In the article on diabetes care at Runnymede Healthcare Centre, how often do nurses monitor a patient's blood glucose?

Segment Start: Selected passage

At Runnymede Healthcare Centre, about 40 per cent of patients have an endocrine, metabolic or nutritional disease, such as diabetes, which can affect numerous parts of the body and lead to increased health complications—such as heart disease, stroke and kidney disease—if improperly managed or left untreated. To ensure patients live long, productive lives, Runnymede takes a proactive, interprofessional team approach to treating and managing diabetes.
“Every clinical discipline—from physicians and nurses to physiotherapists and pharmacists—has an important role to play in chronic disease management at Runnymede Healthcare Centre,” says Raj Sewda, Chief Nursing Executive. “Our innovative, collaborative approach to care means that we can deliver comprehensive clinical services to an increasingly complex patient population under one roof. This ensures that our staff work to the full scope of their practice and that our patients receive the holistic care they need.”
Runnymede’s team of professionals, led by physicians, deliver a multifaceted healthcare plan that addresses things such as medication, diet, exercise, foot and wound care.
While Type I diabetes is treated with insulin, Type II diabetes is typically treated with a combination of diet, exercise and insulin to more effectively control blood glucose levels. In addition to monitoring a patient’s blood glucose two to three times daily to ensure target levels are being met, nurses assist with managing and administering medication prescribed by the hospital’s pharmacists. The pharmacy team also monitors the effectiveness of medication on an ongoing basis to ensure diabetic patients achieve optimal blood glucose control without experiencing side effects, like hypoglycemia, commonly associated with insulin use.
What, when and how much you eat plays a significant role in managing blood glucose levels for individuals with diabetes. To meet daily nutritional requirements and assist with optimal blood sugar control, the clinical dietitians at Runnymede Healthcare Centre complete a comprehensive nutritional assessment before ordering an appropriate therapeutic diet and supplements or enteral regimen based on the patient’s needs. If a patient’s sugar levels are too low or too high, his/her diet is adjusted accordingly and monitored regularly to ensure optimal health.
Regular physical activity helps the body lower and regulate blood glucose levels, making exercise a key component in the long-term management of diabetes. Many diabetic patients at Runnymede have decreased mobility though, making intense physical activity a challenge. To compensate, physio- and occupational therapists prescribe a lower impact routine that promotes safety and utilizes various adaptive equipment to get patients moving. For instance, daily walking using hip protectors to prevent falls for patients with impaired balance. The therapists also recommend proper footwear, splints and/or orthotics to offload pressure from wounds or heel ulcers, common injuries in diabetic individuals.

Segment End: Selected passage
Segment Start: Dataset records

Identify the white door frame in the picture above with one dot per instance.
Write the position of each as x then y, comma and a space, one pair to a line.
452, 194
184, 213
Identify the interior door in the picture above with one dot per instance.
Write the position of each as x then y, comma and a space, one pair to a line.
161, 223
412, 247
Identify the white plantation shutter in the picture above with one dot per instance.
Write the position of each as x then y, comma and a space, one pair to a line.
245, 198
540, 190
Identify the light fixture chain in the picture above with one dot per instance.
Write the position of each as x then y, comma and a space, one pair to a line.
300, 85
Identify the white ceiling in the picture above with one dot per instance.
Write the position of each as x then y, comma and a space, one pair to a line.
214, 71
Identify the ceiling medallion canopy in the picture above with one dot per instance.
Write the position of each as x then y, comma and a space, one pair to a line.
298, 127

Segment End: Dataset records
Segment Start: Dataset records

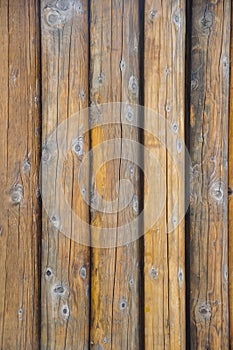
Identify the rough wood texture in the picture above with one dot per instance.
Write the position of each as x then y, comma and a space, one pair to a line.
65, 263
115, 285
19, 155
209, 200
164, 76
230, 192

Segment End: Dataset records

- **Your solution**:
Two to three times daily.